Given text |
Trinity team in ADHD breakthrough
Irish scientists have made a discovery that could lead to a better understanding of ADHD.
ADHD (attention deficit hyperactivity disorder) is a behavioural disorder, the main symptoms of which include inattention, impulsivity and hyperactivity. Those affected show poor concentration, are often unable to complete tasks, day dream a lot, are distracted easily, act without thinking and can suffer temper tantrums. Up to one in every 20 children is affected.
Now, scientists at Trinity College Dublin (TCD) have found that a mutation in a single gene, which has a role to play in the brain's nervous system, can lead to symptoms of hyperactivity that are characteristic of ADHD.
Hyperactive symptoms can include restlessness and not being able to remain seated, such as during meals. In adults, this can manifest itself through excessive talking and feelings of being overwhelmed.
According to the scientists, the brain contains billions of different types of nerve cells, which must be connected in a very specific way. This occurs as an embryo grows and it involves the actions of thousands of different genes.
The TCD team discovered that a mutation in a single mouse gene, known as Elfn 1, can have a major effect.
"Their new findings give impetus to discover whether mutations in Elfn1 in humans can give rise to similar symptoms and whether they might play a part in some patients with epilepsy and ADHD. These two conditions occur together far more often than expected by chance," the college said.
The scientists investigated the importance of Elfn1 by removing it from some mice and comparing the effects against the effects in mice with the normal gene.

Dataset entries |

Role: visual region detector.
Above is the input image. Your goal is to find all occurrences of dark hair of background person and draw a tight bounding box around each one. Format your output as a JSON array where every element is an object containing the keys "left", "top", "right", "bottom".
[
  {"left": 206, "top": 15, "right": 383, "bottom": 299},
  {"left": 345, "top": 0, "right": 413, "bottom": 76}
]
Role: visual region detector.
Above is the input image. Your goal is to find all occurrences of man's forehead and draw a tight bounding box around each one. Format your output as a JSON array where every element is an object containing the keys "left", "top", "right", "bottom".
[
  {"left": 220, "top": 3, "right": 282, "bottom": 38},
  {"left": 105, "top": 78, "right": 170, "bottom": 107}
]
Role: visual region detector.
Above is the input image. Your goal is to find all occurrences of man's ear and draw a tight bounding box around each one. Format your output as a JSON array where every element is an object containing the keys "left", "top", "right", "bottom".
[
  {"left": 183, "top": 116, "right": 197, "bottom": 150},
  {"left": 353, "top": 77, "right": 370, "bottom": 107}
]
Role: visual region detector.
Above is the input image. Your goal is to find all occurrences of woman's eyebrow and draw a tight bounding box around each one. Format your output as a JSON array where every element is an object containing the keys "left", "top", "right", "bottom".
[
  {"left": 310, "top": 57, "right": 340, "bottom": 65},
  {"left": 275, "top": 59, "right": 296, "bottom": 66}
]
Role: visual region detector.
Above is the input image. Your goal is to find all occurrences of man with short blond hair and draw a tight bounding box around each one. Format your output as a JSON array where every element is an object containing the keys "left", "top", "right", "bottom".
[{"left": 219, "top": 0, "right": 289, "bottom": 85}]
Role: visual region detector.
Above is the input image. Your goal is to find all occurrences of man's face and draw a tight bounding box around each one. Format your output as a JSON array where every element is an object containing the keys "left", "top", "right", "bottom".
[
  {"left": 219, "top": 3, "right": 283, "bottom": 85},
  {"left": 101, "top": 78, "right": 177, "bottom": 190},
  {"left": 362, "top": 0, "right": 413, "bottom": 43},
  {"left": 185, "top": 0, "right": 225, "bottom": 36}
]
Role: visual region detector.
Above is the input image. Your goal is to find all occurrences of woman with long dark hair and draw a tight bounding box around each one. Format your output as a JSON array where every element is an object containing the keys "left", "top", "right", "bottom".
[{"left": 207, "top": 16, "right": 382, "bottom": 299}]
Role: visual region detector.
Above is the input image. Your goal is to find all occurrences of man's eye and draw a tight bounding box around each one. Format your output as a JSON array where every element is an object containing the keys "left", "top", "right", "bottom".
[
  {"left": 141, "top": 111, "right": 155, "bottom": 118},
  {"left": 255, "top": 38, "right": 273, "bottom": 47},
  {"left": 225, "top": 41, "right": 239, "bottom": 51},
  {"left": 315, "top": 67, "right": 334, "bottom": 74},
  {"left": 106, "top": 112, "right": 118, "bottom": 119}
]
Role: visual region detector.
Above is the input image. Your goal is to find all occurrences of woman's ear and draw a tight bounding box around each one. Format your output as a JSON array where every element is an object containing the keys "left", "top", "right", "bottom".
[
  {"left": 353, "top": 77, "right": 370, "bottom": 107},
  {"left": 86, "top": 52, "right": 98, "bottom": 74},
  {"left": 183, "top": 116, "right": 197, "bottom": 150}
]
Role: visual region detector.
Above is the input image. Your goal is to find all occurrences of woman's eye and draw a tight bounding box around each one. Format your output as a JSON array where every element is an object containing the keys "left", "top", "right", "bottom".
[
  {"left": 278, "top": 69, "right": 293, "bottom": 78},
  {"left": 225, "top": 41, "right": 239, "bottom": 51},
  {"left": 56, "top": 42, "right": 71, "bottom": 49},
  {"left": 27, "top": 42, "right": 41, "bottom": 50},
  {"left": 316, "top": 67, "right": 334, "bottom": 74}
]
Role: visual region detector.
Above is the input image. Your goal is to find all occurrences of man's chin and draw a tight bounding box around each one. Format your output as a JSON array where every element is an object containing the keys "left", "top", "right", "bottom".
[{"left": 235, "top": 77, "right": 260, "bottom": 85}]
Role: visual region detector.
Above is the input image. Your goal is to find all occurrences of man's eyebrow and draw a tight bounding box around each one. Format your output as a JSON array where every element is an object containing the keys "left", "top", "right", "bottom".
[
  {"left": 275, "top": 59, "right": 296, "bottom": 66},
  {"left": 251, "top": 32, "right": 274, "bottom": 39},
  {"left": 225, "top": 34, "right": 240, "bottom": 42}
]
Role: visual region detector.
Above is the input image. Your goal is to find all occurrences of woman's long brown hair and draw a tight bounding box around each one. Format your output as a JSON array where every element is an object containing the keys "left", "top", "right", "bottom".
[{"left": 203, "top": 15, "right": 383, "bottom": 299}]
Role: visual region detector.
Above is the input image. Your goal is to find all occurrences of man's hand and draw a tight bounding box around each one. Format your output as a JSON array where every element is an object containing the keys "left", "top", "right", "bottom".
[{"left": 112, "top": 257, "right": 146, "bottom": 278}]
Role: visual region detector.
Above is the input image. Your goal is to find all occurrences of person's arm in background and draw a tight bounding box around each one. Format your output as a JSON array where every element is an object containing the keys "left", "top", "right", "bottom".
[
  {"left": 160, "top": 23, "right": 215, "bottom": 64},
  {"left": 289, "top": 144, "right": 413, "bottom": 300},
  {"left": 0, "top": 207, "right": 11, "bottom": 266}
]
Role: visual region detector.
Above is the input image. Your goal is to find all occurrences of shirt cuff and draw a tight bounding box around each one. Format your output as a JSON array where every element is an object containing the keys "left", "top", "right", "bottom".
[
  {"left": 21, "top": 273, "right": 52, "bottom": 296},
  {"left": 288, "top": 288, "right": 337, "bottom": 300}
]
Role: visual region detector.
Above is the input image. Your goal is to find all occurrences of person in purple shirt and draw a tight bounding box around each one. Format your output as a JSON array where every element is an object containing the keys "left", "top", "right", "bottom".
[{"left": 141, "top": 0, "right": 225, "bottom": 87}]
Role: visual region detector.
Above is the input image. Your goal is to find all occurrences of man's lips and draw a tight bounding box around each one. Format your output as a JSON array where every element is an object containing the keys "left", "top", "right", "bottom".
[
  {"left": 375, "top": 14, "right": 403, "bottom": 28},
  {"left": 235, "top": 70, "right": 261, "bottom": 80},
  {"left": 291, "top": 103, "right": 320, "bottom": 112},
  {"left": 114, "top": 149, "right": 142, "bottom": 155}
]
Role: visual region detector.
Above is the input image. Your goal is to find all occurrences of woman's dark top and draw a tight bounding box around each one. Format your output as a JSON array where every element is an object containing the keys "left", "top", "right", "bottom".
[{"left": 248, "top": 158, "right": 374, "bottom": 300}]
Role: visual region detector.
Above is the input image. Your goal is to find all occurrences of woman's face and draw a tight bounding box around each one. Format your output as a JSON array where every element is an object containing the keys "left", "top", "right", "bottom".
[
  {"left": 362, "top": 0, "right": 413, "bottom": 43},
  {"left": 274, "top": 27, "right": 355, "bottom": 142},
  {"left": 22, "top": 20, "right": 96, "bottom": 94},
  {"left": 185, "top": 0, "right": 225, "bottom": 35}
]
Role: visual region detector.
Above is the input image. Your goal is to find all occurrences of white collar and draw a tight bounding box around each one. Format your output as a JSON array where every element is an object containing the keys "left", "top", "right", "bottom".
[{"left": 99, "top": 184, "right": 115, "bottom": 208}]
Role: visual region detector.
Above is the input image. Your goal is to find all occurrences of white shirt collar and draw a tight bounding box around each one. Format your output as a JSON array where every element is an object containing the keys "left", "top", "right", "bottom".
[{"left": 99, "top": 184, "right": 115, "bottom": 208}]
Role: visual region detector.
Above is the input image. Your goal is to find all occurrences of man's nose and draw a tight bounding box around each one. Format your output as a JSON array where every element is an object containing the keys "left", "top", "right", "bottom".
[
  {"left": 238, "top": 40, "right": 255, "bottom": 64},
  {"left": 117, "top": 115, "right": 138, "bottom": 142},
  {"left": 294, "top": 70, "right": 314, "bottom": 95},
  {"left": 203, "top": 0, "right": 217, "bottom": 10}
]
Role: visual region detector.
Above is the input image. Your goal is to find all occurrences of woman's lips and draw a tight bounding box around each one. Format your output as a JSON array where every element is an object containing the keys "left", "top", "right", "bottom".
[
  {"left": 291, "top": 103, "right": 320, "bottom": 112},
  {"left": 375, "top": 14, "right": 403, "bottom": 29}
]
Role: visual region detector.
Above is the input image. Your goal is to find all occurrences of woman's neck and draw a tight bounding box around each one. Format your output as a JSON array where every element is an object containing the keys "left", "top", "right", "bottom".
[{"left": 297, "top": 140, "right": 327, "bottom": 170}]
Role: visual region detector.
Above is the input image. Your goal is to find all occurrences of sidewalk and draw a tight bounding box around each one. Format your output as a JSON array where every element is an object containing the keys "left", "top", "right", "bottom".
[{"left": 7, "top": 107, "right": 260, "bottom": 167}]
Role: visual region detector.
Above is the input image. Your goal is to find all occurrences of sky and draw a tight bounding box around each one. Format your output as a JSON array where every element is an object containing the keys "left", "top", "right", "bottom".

What you have to do | Edit the part of the ADHD article that opens with "Hyperactive symptoms can" and closes with "the college said.", substituting "millions" for "billions". The rows come from a separate source.

Task output |
Hyperactive symptoms can include restlessness and not being able to remain seated, such as during meals. In adults, this can manifest itself through excessive talking and feelings of being overwhelmed.
According to the scientists, the brain contains millions of different types of nerve cells, which must be connected in a very specific way. This occurs as an embryo grows and it involves the actions of thousands of different genes.
The TCD team discovered that a mutation in a single mouse gene, known as Elfn 1, can have a major effect.
"Their new findings give impetus to discover whether mutations in Elfn1 in humans can give rise to similar symptoms and whether they might play a part in some patients with epilepsy and ADHD. These two conditions occur together far more often than expected by chance," the college said.